PROBLEM TO SOLVE: An image-free reproduction of the data below is needed: print it exactly.

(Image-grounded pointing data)
───
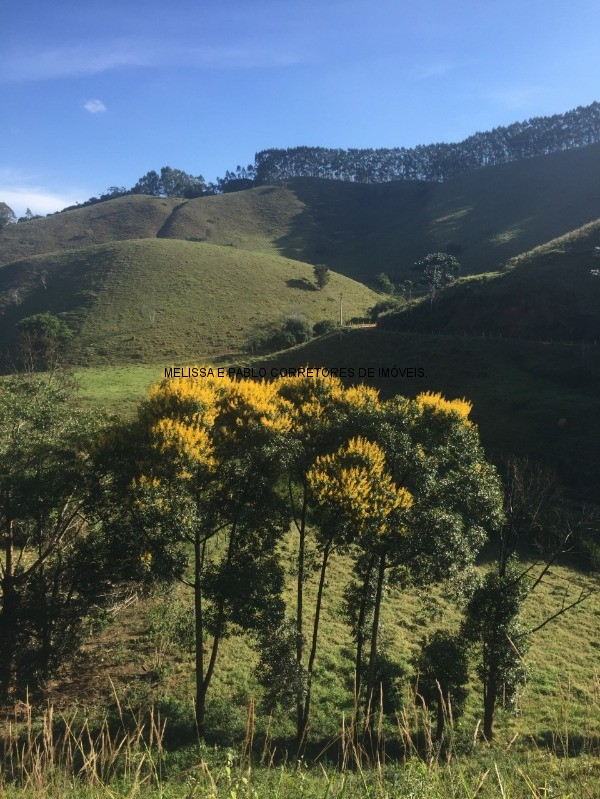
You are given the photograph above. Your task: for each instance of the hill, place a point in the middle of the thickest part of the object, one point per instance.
(529, 398)
(545, 294)
(131, 217)
(158, 299)
(484, 216)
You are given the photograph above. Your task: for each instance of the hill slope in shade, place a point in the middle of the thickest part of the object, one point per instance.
(485, 216)
(546, 294)
(156, 299)
(529, 398)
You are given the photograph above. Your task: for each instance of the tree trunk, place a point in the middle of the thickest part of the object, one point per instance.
(199, 548)
(300, 609)
(489, 706)
(313, 649)
(362, 612)
(439, 729)
(8, 617)
(375, 635)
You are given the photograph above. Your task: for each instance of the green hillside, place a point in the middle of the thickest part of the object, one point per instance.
(130, 217)
(546, 294)
(529, 398)
(485, 216)
(152, 300)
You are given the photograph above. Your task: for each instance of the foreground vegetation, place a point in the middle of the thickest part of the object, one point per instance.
(140, 733)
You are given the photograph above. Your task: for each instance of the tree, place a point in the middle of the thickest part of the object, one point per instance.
(41, 339)
(322, 275)
(384, 284)
(191, 482)
(323, 327)
(418, 495)
(438, 270)
(50, 576)
(407, 289)
(322, 414)
(535, 518)
(432, 451)
(442, 675)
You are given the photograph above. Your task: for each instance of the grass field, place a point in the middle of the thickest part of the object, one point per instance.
(485, 216)
(546, 294)
(148, 300)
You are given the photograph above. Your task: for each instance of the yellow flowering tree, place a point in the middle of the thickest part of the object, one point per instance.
(432, 452)
(320, 414)
(355, 485)
(198, 468)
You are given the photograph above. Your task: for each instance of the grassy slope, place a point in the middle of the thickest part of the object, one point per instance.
(488, 215)
(529, 398)
(125, 218)
(157, 299)
(547, 293)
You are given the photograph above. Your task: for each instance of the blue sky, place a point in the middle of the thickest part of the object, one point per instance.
(95, 94)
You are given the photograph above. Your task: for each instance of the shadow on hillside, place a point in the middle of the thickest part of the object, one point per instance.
(571, 745)
(300, 283)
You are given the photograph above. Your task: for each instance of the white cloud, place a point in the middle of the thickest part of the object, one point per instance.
(98, 57)
(515, 98)
(94, 106)
(39, 200)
───
ANSWER SPACE:
You are given the photograph above. Your task: for each instance of the hill, place a point in the middle of the thickest part of the object, one point per instance.
(529, 398)
(545, 294)
(131, 217)
(158, 299)
(484, 216)
You are given the photograph above. Your task: for each instance of the hill slope in shade, place a point in the middle of the thickest part of the object, one point per instance.
(485, 216)
(546, 294)
(156, 299)
(529, 398)
You are given the photograph above. Your task: for each instance of the tree trunk, place a point in the middle of the thickest part of the object, one point per instance.
(199, 548)
(300, 609)
(489, 706)
(313, 649)
(362, 612)
(439, 729)
(8, 617)
(375, 635)
You are given the photograph above. Your task: for each instance of the green hillside, place a point in the middle of the thickest part of the object, one point per instance.
(130, 217)
(546, 294)
(529, 398)
(485, 216)
(152, 300)
You are given the photograph above. Your task: for each instance of the foreground vegetation, place a point in the middle of the thickest part of the object, one point per instance.
(140, 733)
You are given the photograph above. Your task: for each instance of the tree, place a point in the middle of the thickest part of the object, one point per instance.
(41, 339)
(322, 275)
(384, 284)
(191, 482)
(323, 327)
(418, 495)
(438, 270)
(50, 576)
(407, 289)
(322, 414)
(535, 518)
(432, 451)
(442, 675)
You are given the photograph above. Your task: for each instance of the grass field, place a point in the middle of the thickest part of the object, one point per instance.
(485, 216)
(546, 294)
(148, 300)
You are given the photograph above. Your task: for each instance of the yellow flowering tree, place a point in the middle of the thickest part of the object, one point per instance.
(432, 452)
(320, 414)
(355, 485)
(198, 468)
You are given the photograph above. Your task: for each instance of the grassy slope, place a point in the middle of the thickest part of the object, one point per instance.
(488, 215)
(529, 398)
(125, 218)
(157, 299)
(547, 293)
You are given the photograph above. Your task: for each instance of the blue sky, place a point in the middle of the thickest part of the object, one point per instance.
(95, 94)
You are given the photograph above. Your task: for each instance of the shadow on hillside, place a point in the middle of the thickest part of the object, one point per instance.
(571, 745)
(300, 283)
You are given the photograph above. Your task: for each instance of the white cloud, place a point in the middle of the thickest part of the object, one point per instance.
(98, 57)
(515, 98)
(94, 106)
(39, 200)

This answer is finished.